• **Task brief**: Using the entries below, write out the line with "Task: list a point for each instance of the yellow soccer", the line with "Task: list a point for each instance of the player's", and every line in between, exactly as each is written.

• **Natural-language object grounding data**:
+ + + + + + +

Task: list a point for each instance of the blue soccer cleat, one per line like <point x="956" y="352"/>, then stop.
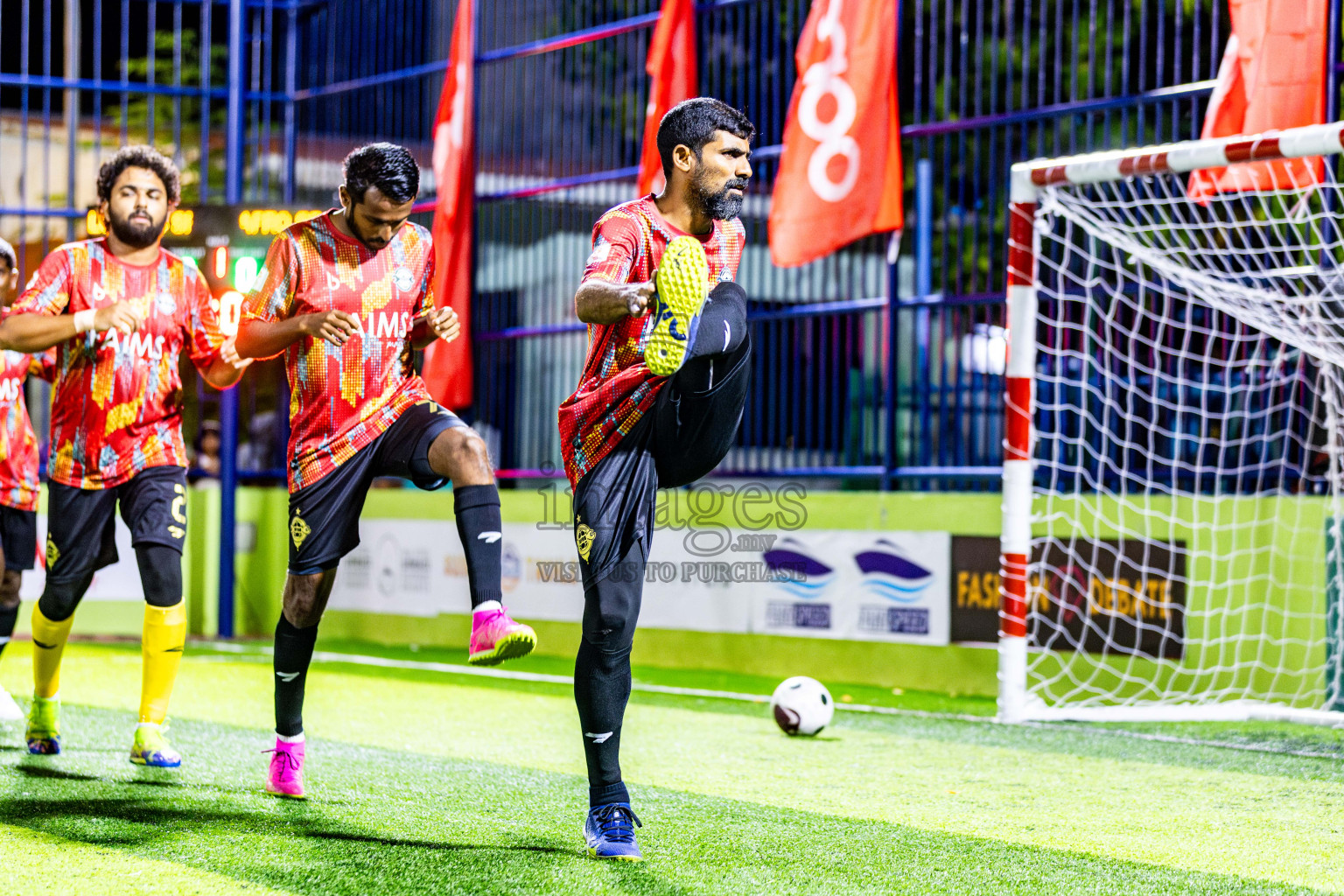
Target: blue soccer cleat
<point x="609" y="832"/>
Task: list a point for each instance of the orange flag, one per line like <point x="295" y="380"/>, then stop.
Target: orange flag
<point x="672" y="67"/>
<point x="1271" y="77"/>
<point x="448" y="366"/>
<point x="840" y="172"/>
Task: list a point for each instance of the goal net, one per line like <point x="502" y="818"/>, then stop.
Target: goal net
<point x="1172" y="519"/>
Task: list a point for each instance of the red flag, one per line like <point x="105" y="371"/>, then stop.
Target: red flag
<point x="840" y="173"/>
<point x="1271" y="77"/>
<point x="671" y="66"/>
<point x="448" y="366"/>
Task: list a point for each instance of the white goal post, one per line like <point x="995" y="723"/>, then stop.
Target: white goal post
<point x="1173" y="403"/>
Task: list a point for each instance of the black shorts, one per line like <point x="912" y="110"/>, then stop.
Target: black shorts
<point x="324" y="516"/>
<point x="18" y="537"/>
<point x="82" y="524"/>
<point x="682" y="438"/>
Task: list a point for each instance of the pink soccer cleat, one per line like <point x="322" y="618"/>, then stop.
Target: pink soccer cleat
<point x="496" y="639"/>
<point x="285" y="777"/>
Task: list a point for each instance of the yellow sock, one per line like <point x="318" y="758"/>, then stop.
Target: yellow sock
<point x="49" y="642"/>
<point x="160" y="653"/>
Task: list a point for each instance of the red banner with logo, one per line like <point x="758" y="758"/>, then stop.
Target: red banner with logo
<point x="448" y="366"/>
<point x="1271" y="77"/>
<point x="840" y="173"/>
<point x="671" y="66"/>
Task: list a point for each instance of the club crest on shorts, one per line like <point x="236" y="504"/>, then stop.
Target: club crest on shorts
<point x="584" y="535"/>
<point x="298" y="531"/>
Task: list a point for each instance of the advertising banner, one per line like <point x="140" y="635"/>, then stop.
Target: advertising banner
<point x="1096" y="595"/>
<point x="872" y="586"/>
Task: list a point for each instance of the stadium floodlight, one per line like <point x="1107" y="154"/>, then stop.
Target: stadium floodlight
<point x="1175" y="396"/>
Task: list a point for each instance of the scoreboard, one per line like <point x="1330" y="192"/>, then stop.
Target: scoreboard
<point x="228" y="243"/>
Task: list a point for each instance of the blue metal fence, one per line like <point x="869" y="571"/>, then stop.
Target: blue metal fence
<point x="260" y="100"/>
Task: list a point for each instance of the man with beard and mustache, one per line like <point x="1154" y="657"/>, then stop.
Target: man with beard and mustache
<point x="118" y="312"/>
<point x="18" y="473"/>
<point x="657" y="406"/>
<point x="347" y="298"/>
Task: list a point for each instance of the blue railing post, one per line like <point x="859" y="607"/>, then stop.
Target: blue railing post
<point x="228" y="399"/>
<point x="924" y="290"/>
<point x="889" y="456"/>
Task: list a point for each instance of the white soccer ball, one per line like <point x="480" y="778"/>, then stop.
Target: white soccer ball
<point x="802" y="705"/>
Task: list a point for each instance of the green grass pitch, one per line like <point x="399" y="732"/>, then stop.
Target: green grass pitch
<point x="441" y="783"/>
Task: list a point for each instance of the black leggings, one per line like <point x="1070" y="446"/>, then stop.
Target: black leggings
<point x="686" y="436"/>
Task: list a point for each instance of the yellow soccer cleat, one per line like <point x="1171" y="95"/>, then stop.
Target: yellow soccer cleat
<point x="150" y="748"/>
<point x="682" y="283"/>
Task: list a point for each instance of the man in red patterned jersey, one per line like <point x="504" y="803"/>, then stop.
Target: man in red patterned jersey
<point x="18" y="474"/>
<point x="657" y="404"/>
<point x="118" y="311"/>
<point x="347" y="298"/>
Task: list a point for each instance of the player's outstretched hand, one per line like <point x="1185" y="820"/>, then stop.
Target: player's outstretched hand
<point x="228" y="351"/>
<point x="444" y="324"/>
<point x="120" y="316"/>
<point x="639" y="298"/>
<point x="333" y="326"/>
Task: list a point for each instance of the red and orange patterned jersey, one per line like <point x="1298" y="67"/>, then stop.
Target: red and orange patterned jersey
<point x="116" y="407"/>
<point x="343" y="398"/>
<point x="616" y="388"/>
<point x="18" y="441"/>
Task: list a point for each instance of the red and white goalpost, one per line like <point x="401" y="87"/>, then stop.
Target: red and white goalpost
<point x="1172" y="438"/>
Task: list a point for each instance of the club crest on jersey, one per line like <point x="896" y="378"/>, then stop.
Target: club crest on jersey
<point x="584" y="536"/>
<point x="298" y="531"/>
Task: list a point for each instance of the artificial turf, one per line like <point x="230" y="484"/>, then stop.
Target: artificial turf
<point x="441" y="783"/>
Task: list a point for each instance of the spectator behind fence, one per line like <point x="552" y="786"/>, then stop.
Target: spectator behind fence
<point x="206" y="466"/>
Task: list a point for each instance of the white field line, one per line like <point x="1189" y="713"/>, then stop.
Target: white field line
<point x="446" y="668"/>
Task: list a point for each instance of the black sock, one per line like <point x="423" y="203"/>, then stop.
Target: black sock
<point x="601" y="690"/>
<point x="478" y="511"/>
<point x="293" y="653"/>
<point x="7" y="621"/>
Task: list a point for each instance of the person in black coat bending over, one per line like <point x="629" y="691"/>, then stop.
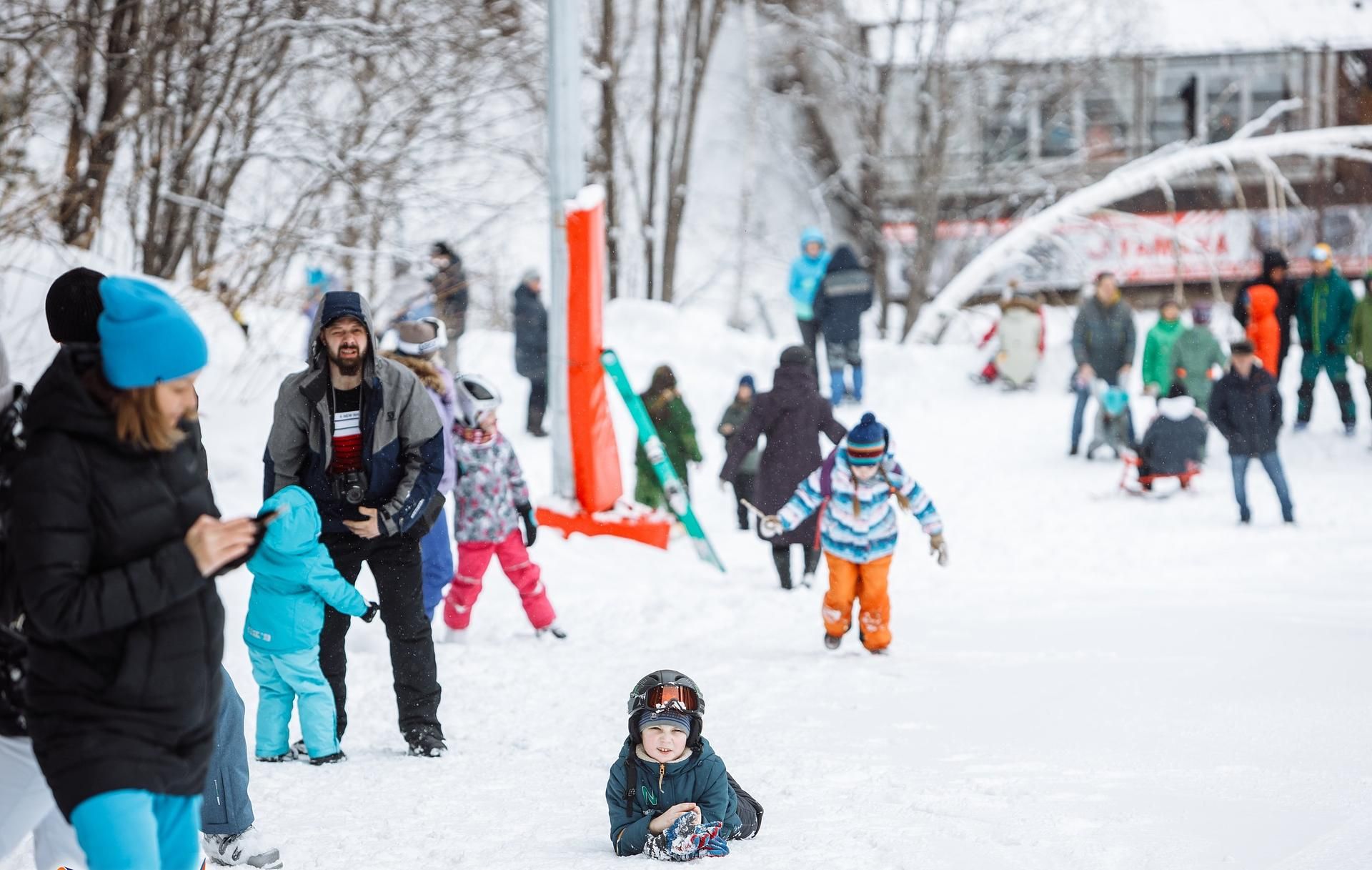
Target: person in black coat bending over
<point x="842" y="297"/>
<point x="532" y="347"/>
<point x="116" y="545"/>
<point x="1246" y="408"/>
<point x="450" y="297"/>
<point x="792" y="415"/>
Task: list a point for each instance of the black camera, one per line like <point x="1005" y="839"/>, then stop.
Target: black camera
<point x="350" y="488"/>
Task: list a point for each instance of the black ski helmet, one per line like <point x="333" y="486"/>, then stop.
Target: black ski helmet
<point x="638" y="703"/>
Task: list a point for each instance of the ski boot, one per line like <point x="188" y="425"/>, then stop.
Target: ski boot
<point x="329" y="759"/>
<point x="427" y="744"/>
<point x="240" y="850"/>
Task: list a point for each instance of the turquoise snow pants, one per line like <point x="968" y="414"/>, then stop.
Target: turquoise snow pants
<point x="132" y="829"/>
<point x="283" y="678"/>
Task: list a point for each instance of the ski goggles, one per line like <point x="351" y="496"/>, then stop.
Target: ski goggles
<point x="671" y="698"/>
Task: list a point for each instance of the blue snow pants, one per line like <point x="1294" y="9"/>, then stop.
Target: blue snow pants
<point x="227" y="809"/>
<point x="283" y="678"/>
<point x="131" y="829"/>
<point x="438" y="563"/>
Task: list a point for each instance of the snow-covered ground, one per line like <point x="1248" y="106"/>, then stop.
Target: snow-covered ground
<point x="1095" y="682"/>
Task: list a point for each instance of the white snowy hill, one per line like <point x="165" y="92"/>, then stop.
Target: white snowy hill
<point x="1095" y="682"/>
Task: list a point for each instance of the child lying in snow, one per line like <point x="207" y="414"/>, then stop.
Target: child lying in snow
<point x="669" y="794"/>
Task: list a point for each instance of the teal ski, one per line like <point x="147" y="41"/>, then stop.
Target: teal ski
<point x="677" y="497"/>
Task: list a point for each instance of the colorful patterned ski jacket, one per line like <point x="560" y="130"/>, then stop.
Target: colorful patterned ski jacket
<point x="490" y="489"/>
<point x="858" y="523"/>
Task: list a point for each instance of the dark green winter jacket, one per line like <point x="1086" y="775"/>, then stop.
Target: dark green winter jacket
<point x="1360" y="337"/>
<point x="1157" y="355"/>
<point x="677" y="430"/>
<point x="1324" y="312"/>
<point x="700" y="778"/>
<point x="735" y="416"/>
<point x="1194" y="355"/>
<point x="1105" y="338"/>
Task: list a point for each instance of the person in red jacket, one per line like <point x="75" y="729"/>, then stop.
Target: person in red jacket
<point x="1264" y="328"/>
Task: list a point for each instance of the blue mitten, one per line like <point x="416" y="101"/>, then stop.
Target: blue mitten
<point x="715" y="844"/>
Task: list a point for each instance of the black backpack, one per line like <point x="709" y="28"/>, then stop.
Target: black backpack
<point x="13" y="646"/>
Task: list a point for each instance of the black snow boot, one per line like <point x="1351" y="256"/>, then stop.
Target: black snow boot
<point x="427" y="744"/>
<point x="781" y="558"/>
<point x="329" y="759"/>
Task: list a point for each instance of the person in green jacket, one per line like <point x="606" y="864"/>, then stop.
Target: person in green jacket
<point x="1195" y="355"/>
<point x="1324" y="317"/>
<point x="1360" y="334"/>
<point x="677" y="431"/>
<point x="1157" y="349"/>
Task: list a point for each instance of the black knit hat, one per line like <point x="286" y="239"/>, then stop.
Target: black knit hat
<point x="1272" y="259"/>
<point x="74" y="307"/>
<point x="797" y="355"/>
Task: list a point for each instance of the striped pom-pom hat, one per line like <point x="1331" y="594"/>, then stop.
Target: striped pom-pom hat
<point x="866" y="443"/>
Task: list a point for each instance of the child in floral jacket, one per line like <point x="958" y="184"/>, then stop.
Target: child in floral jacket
<point x="492" y="503"/>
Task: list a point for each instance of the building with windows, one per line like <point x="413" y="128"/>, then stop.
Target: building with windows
<point x="1025" y="131"/>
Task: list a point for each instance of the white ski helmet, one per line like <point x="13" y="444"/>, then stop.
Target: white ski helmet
<point x="475" y="395"/>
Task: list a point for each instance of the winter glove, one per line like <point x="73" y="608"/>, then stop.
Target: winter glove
<point x="940" y="546"/>
<point x="686" y="840"/>
<point x="526" y="515"/>
<point x="258" y="535"/>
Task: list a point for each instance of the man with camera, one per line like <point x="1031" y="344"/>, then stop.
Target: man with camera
<point x="359" y="432"/>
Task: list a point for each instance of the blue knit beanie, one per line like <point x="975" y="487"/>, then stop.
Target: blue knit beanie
<point x="672" y="718"/>
<point x="866" y="443"/>
<point x="146" y="338"/>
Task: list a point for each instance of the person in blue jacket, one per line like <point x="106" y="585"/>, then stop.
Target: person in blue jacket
<point x="292" y="580"/>
<point x="807" y="272"/>
<point x="669" y="794"/>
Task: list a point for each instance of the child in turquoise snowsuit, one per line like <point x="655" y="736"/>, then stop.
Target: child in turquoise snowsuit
<point x="292" y="580"/>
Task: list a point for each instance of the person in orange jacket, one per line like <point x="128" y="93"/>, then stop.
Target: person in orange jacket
<point x="1264" y="328"/>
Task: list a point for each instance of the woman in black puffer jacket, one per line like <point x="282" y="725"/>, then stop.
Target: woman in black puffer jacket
<point x="116" y="544"/>
<point x="792" y="415"/>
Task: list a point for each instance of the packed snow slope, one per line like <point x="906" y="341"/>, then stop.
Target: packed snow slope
<point x="1095" y="682"/>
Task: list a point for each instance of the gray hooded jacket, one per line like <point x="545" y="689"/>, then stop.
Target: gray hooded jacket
<point x="402" y="441"/>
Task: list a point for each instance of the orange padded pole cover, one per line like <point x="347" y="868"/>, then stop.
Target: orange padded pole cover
<point x="595" y="450"/>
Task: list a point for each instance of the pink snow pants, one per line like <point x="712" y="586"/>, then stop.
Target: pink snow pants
<point x="472" y="560"/>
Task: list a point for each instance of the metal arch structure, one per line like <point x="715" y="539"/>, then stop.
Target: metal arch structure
<point x="1345" y="143"/>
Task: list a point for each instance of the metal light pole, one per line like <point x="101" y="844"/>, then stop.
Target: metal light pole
<point x="566" y="176"/>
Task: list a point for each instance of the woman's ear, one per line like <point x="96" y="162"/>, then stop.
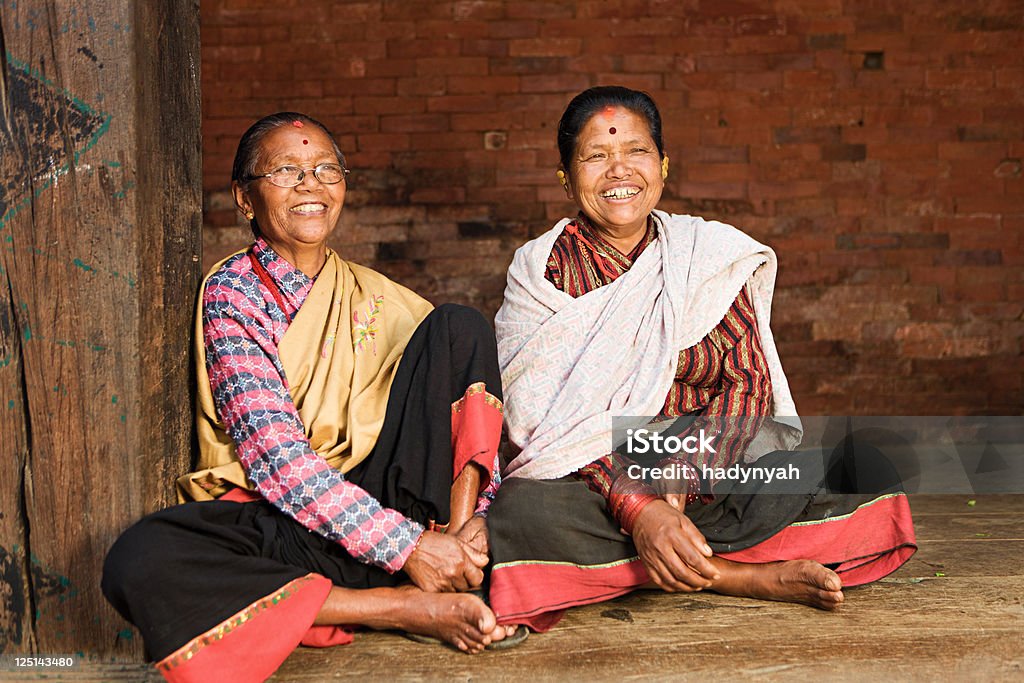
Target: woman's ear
<point x="242" y="200"/>
<point x="562" y="178"/>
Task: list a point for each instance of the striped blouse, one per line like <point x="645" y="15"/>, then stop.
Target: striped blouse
<point x="243" y="326"/>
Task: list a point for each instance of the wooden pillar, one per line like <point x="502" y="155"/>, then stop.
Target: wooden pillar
<point x="99" y="256"/>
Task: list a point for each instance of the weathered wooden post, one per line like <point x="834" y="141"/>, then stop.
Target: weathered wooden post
<point x="99" y="239"/>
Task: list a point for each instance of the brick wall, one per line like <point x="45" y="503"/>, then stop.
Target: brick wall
<point x="876" y="144"/>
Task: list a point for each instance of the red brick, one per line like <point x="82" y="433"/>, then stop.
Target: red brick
<point x="433" y="47"/>
<point x="466" y="85"/>
<point x="544" y="47"/>
<point x="568" y="83"/>
<point x="964" y="79"/>
<point x="420" y="86"/>
<point x="452" y="66"/>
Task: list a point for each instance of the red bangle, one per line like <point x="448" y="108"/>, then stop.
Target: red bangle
<point x="627" y="498"/>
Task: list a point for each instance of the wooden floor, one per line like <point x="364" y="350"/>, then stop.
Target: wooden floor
<point x="955" y="611"/>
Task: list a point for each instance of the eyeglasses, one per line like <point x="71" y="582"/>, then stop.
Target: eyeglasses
<point x="290" y="176"/>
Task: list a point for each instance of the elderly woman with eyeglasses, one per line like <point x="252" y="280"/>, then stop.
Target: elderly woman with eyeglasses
<point x="343" y="425"/>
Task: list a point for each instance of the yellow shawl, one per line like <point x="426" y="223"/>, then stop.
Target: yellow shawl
<point x="340" y="355"/>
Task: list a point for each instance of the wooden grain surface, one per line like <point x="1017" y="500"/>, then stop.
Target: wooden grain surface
<point x="99" y="230"/>
<point x="912" y="626"/>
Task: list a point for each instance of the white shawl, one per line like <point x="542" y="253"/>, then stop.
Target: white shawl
<point x="568" y="366"/>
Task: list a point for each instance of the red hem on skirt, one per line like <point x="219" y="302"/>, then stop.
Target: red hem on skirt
<point x="251" y="644"/>
<point x="867" y="544"/>
<point x="476" y="430"/>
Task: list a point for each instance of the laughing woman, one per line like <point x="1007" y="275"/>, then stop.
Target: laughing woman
<point x="626" y="310"/>
<point x="342" y="424"/>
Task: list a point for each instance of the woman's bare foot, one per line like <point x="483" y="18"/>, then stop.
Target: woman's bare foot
<point x="459" y="619"/>
<point x="805" y="582"/>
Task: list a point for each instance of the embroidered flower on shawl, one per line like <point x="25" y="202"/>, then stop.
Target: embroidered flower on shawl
<point x="365" y="331"/>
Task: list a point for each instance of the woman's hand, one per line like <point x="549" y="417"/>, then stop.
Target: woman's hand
<point x="672" y="549"/>
<point x="474" y="535"/>
<point x="444" y="564"/>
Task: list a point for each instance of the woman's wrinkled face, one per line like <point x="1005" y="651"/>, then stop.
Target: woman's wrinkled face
<point x="615" y="177"/>
<point x="294" y="218"/>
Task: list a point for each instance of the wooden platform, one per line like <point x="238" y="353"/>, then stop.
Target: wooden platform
<point x="967" y="624"/>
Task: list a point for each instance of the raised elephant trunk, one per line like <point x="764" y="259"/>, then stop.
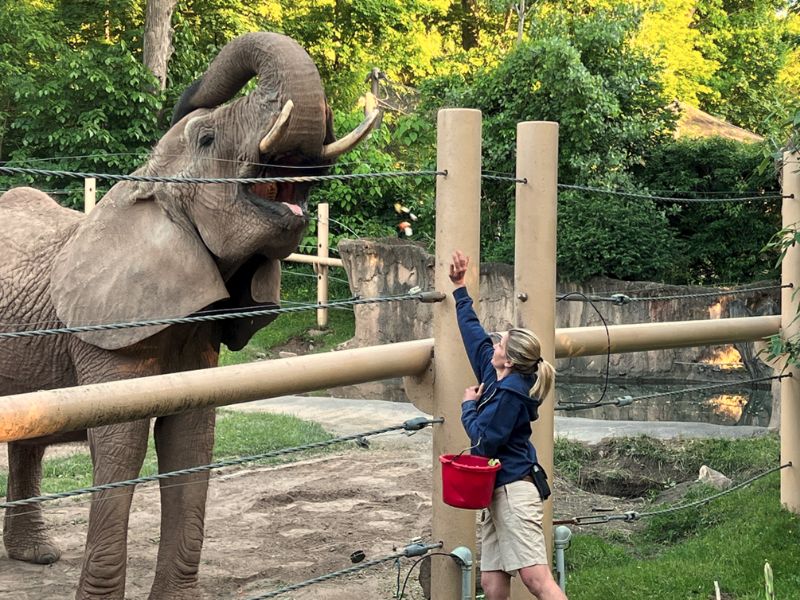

+ + + + + + +

• **Answer space**:
Task: list a point for each instance of the yellow soccer cleat, one per line like <point x="1171" y="95"/>, then stop.
Target: yellow soccer cleat
<point x="150" y="748"/>
<point x="682" y="283"/>
Task: list a point for each instance of the man in red patterned jersey, one per line like <point x="504" y="803"/>, then stop.
Target: man in red patterned jersey
<point x="18" y="474"/>
<point x="657" y="404"/>
<point x="118" y="311"/>
<point x="347" y="298"/>
Task: list a point for each instance of the player's outstretched hand, one per line like <point x="1185" y="820"/>, then stop.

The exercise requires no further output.